> **Instructions for the task**:
In the entries below, find the string "white" and return each line holding it.

> **Records provided**:
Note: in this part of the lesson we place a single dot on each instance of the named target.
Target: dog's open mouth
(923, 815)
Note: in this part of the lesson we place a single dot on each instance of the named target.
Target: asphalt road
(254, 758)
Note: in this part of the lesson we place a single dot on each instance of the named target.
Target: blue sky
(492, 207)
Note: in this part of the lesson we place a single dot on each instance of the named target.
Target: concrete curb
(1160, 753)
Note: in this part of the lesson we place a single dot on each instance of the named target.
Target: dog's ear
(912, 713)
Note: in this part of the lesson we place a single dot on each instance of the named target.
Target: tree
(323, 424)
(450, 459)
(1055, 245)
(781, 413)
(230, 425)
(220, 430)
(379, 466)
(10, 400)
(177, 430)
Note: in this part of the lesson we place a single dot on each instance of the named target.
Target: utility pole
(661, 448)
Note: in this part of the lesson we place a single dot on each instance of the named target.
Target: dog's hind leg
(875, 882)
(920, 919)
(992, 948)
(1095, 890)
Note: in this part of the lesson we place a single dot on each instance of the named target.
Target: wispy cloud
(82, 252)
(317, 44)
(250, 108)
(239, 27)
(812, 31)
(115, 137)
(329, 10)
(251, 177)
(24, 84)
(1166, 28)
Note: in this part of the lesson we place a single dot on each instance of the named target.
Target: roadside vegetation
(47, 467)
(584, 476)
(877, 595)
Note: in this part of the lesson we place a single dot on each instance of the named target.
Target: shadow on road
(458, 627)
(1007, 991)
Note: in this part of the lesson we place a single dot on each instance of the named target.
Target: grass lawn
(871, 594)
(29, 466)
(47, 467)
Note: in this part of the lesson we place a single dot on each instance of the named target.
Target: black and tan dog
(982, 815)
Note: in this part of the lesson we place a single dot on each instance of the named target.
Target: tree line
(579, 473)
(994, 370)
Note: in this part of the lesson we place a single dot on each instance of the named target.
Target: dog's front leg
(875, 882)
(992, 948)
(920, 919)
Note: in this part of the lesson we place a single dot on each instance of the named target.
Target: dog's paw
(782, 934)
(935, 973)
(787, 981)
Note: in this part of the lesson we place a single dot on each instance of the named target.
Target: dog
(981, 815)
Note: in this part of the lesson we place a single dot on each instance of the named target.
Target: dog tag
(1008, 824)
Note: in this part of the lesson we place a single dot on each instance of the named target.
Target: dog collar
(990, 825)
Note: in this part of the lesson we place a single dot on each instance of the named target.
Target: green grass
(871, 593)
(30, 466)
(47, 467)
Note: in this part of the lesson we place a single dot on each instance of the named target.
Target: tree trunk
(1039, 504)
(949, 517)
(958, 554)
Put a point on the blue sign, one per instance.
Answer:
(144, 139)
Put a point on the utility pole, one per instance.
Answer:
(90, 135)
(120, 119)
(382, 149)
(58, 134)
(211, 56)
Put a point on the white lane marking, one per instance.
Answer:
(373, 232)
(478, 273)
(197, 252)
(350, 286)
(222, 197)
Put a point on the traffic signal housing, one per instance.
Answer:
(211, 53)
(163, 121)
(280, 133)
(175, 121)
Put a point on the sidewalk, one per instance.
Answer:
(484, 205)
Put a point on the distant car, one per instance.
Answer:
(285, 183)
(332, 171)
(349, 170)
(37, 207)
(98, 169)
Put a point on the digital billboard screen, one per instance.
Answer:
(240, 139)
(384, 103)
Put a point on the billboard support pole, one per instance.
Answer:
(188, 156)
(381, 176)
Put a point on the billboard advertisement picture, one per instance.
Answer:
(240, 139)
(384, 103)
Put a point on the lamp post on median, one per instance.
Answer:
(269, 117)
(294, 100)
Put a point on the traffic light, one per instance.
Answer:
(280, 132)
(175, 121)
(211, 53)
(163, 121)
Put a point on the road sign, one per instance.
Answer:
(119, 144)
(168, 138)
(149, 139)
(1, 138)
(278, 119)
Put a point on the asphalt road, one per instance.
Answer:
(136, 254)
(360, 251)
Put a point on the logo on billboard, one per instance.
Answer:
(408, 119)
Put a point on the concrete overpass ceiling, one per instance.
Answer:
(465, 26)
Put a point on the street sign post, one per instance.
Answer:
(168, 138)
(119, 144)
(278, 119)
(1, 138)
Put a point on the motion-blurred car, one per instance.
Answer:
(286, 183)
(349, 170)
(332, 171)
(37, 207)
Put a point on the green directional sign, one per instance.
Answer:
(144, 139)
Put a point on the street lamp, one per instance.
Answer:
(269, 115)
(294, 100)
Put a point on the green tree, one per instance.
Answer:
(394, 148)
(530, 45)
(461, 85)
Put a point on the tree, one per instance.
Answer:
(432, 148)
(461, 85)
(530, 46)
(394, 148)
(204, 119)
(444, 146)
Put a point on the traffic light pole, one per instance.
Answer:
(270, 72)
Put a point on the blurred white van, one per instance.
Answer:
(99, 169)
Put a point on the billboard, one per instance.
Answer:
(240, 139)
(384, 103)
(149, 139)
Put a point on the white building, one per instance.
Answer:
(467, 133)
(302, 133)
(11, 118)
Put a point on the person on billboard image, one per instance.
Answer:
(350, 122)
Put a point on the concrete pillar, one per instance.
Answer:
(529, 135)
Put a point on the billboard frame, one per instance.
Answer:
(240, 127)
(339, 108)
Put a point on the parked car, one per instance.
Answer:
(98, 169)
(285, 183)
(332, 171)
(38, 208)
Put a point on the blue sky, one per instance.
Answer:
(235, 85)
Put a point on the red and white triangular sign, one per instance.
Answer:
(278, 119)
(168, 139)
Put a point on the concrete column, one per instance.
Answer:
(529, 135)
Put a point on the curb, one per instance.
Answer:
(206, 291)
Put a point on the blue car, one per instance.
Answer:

> **Answer section**:
Put a point on the white lane marking, one per instance.
Put a point on the blurred white van, one per instance.
Put a point on the white building, one per instance.
Put a point on the red and white triangular sign, one per instance.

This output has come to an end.